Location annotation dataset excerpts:
start

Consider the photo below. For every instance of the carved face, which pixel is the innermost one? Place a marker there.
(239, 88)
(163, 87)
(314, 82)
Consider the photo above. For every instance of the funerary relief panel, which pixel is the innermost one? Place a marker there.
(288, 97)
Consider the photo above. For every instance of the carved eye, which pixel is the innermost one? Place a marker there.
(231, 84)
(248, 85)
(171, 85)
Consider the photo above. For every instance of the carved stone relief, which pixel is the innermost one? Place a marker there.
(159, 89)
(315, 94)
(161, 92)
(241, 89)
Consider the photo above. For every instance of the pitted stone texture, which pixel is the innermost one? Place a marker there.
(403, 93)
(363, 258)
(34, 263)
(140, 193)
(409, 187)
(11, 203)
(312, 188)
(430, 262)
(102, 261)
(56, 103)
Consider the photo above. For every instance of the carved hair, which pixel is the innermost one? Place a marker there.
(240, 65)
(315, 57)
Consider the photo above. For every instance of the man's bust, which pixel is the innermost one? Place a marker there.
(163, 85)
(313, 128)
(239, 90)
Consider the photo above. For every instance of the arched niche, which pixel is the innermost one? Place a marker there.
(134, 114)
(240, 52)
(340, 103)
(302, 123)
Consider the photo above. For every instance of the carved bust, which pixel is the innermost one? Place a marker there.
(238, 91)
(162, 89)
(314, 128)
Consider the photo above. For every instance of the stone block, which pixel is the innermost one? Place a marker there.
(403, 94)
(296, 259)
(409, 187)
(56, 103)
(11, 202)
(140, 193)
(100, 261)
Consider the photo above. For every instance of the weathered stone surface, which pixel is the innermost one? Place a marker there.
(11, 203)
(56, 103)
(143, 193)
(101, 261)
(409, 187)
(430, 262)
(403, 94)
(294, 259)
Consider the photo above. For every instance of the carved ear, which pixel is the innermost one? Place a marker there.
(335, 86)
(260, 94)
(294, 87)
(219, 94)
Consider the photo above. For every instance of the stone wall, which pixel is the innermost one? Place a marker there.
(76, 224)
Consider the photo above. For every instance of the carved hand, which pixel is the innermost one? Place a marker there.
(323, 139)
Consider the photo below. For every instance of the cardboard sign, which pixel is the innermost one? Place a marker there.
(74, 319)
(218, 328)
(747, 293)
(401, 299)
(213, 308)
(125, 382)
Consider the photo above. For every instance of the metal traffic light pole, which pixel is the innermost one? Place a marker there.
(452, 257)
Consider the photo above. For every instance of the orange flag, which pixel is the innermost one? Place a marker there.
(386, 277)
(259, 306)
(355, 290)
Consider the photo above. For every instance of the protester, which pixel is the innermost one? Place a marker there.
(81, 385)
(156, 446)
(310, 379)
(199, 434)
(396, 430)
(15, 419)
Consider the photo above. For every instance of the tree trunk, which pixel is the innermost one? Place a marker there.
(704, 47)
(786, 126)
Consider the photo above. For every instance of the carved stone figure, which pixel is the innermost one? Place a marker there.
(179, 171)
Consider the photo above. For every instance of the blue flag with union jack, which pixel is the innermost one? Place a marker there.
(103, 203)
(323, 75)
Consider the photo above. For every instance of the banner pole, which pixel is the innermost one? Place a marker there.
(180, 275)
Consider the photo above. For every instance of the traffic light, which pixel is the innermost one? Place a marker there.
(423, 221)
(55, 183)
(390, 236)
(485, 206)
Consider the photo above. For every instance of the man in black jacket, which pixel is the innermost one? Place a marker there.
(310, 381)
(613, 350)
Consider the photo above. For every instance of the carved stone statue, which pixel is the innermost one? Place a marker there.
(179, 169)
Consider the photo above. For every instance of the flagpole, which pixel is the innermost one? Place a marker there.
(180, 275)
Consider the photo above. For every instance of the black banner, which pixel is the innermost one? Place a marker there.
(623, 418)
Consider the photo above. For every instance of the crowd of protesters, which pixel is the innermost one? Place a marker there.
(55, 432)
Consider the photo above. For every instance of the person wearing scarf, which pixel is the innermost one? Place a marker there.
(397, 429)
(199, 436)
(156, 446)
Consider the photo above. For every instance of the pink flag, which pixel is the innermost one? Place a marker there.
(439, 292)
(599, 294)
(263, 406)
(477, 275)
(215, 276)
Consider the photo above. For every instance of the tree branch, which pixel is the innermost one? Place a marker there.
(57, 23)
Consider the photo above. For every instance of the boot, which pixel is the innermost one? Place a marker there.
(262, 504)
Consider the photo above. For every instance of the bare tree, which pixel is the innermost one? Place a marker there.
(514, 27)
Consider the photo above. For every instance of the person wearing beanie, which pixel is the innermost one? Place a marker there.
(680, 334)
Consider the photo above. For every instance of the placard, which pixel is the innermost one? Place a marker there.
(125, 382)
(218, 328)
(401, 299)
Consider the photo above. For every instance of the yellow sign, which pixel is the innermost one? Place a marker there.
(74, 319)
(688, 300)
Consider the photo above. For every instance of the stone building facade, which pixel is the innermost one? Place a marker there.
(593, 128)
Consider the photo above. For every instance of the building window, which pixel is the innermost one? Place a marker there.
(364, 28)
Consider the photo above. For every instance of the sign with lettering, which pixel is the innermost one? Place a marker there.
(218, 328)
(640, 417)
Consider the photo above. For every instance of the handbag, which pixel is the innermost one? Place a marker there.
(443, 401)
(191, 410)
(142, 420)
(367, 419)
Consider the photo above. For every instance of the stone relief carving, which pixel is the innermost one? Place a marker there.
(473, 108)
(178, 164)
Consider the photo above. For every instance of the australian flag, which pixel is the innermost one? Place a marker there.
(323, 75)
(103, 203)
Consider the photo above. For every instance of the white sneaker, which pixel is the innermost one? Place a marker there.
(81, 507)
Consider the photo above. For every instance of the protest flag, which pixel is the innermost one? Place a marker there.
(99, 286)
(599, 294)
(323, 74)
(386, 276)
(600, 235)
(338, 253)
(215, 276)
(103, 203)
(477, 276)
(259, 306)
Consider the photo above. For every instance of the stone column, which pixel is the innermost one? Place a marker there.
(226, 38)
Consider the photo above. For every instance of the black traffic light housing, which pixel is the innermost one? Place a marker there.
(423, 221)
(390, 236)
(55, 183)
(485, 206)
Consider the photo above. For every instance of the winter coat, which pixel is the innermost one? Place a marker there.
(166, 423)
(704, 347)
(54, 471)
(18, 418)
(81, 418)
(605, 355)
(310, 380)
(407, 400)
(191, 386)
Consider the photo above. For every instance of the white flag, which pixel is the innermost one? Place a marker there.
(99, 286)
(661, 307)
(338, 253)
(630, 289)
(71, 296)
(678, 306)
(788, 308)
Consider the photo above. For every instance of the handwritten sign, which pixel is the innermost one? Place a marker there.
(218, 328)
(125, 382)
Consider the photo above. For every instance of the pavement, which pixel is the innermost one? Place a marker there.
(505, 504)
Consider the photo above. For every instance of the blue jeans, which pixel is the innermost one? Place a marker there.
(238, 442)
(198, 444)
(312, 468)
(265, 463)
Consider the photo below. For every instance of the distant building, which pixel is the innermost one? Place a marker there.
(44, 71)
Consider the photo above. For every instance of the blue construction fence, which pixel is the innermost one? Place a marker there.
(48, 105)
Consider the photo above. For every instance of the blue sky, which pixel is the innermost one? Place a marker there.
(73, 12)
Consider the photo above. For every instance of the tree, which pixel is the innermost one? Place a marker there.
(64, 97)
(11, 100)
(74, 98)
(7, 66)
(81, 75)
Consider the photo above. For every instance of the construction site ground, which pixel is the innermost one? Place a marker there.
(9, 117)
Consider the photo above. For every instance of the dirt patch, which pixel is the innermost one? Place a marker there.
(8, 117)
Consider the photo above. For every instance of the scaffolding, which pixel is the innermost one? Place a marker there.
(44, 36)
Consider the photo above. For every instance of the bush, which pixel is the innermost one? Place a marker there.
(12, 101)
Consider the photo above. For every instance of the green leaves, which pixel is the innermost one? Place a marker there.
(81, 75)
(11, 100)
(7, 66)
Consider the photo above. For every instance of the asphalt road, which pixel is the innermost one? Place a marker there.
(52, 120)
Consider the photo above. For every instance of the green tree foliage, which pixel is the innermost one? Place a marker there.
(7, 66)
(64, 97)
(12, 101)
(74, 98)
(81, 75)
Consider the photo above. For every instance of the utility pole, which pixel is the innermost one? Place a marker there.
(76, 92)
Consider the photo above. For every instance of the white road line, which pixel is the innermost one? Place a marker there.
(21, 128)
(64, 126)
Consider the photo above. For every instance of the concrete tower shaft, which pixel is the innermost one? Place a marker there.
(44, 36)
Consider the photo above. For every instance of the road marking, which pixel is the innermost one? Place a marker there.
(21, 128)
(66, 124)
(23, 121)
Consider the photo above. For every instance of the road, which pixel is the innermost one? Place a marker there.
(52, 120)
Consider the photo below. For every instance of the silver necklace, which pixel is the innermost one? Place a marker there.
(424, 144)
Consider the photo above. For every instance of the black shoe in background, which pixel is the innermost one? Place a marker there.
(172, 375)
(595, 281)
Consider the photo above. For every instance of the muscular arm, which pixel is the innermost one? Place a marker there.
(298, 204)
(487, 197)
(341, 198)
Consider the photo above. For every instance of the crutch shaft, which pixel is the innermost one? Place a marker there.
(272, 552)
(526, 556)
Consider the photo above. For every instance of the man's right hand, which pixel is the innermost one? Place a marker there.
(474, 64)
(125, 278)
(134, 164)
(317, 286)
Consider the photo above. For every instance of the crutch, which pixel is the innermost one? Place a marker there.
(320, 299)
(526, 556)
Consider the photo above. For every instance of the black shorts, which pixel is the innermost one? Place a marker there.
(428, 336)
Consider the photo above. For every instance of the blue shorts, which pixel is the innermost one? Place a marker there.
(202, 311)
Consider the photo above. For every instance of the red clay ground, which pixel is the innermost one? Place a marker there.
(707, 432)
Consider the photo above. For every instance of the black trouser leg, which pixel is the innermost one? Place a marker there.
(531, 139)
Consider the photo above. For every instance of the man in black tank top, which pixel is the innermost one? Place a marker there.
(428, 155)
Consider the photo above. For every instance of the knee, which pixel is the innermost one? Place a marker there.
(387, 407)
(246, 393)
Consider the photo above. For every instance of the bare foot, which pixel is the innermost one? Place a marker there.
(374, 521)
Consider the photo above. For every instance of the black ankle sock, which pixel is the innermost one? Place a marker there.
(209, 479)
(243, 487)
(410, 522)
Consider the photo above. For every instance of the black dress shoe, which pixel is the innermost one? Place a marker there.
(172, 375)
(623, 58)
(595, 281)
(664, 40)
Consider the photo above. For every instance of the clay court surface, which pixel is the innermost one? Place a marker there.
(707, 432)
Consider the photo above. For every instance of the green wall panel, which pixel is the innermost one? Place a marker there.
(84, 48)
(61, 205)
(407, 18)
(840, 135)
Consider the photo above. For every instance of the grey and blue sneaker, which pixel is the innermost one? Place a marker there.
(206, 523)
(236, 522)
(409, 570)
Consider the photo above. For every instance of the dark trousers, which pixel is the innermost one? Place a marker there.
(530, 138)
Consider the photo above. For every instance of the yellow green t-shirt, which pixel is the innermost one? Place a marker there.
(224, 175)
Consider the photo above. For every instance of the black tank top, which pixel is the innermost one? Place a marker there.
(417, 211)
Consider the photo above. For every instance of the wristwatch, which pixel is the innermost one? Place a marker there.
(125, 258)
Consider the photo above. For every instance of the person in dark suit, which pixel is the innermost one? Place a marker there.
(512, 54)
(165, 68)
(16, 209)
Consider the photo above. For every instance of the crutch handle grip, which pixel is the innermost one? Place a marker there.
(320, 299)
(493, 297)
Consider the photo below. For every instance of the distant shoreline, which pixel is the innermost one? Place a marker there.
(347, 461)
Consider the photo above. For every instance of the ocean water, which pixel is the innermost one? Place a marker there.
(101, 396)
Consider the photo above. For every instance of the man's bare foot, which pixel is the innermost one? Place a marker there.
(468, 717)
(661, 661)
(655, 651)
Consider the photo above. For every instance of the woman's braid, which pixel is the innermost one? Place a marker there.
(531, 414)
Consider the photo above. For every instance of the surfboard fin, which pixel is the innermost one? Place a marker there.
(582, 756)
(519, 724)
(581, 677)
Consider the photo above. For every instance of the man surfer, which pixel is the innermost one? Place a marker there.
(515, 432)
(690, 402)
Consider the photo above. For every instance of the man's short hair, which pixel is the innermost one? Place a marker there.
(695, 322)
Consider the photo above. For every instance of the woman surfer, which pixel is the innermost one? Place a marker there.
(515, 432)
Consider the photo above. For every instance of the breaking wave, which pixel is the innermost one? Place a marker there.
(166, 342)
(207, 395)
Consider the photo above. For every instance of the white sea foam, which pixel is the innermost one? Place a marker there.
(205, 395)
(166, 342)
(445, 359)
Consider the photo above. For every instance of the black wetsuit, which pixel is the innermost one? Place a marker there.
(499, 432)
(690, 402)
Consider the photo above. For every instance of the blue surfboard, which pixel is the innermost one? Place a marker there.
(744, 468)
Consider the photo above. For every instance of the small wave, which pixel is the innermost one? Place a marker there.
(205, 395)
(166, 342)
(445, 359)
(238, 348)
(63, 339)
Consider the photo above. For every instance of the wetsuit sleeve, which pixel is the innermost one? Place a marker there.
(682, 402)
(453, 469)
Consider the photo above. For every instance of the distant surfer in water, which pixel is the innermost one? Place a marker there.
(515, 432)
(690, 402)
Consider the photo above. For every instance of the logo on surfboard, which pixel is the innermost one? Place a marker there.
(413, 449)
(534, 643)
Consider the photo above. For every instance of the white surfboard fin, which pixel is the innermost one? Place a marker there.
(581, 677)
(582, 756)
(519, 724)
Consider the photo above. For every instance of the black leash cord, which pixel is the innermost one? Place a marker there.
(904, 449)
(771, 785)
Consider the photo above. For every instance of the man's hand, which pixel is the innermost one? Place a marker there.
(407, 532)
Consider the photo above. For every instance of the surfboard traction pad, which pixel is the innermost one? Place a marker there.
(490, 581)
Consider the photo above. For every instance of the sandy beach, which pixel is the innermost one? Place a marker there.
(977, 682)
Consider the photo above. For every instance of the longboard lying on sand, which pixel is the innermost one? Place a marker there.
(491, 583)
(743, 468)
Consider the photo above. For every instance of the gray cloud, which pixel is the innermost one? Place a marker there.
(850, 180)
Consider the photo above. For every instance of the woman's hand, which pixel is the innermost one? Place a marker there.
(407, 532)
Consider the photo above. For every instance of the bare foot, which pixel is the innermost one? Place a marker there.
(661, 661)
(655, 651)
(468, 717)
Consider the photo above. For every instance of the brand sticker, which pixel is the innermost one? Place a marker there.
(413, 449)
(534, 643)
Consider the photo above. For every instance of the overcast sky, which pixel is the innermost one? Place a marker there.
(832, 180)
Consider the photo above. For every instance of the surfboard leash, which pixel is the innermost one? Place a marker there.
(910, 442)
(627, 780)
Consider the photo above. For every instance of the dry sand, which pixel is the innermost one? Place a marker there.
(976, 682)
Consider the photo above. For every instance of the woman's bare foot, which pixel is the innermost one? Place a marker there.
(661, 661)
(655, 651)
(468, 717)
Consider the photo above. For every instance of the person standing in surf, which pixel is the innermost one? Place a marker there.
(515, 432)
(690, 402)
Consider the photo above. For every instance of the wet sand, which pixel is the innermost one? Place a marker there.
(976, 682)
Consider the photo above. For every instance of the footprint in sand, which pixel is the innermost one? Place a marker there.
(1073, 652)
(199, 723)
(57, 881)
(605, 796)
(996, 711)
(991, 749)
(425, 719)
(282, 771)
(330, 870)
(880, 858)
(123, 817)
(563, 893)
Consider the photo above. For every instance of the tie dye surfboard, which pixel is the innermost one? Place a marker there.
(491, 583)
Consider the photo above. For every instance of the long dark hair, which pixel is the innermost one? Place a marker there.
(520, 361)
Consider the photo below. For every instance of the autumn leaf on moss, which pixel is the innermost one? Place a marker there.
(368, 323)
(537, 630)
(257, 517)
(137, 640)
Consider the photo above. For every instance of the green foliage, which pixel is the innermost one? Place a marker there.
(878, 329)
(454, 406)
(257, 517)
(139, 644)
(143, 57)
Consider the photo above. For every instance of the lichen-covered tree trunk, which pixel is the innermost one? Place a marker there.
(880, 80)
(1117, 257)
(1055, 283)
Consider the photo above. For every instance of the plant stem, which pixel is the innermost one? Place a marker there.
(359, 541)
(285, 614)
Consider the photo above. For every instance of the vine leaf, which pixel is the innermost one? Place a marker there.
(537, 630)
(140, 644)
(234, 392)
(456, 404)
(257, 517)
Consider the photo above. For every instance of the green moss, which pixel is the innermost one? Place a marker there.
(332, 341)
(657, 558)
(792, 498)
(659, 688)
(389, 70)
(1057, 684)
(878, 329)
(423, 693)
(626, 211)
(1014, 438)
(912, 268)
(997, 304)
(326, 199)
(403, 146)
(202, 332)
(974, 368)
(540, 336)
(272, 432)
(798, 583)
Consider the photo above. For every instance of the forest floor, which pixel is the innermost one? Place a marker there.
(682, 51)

end

**Your instructions**
Your task is to extract the lines running from the one with "Consider the photo above. For every instance of the vine" to the end of the material, inclusive, copying each exactly and adding nothing.

**Completed task**
Consider the photo above. For every instance of the vine leaf, which pixel is the innermost one? Place a marker there.
(537, 630)
(140, 644)
(234, 392)
(456, 404)
(257, 517)
Consider the photo above. For every instance of the green moss, which pixel is the innermost one? Place a marker there.
(332, 341)
(657, 558)
(792, 498)
(659, 688)
(389, 70)
(1057, 684)
(878, 329)
(423, 693)
(626, 211)
(1014, 438)
(912, 268)
(997, 304)
(326, 199)
(403, 146)
(202, 332)
(974, 368)
(540, 336)
(272, 432)
(798, 583)
Consider the photo above. For every instance of the forest floor, which pixel is the innermost one? Place a marker there.
(682, 51)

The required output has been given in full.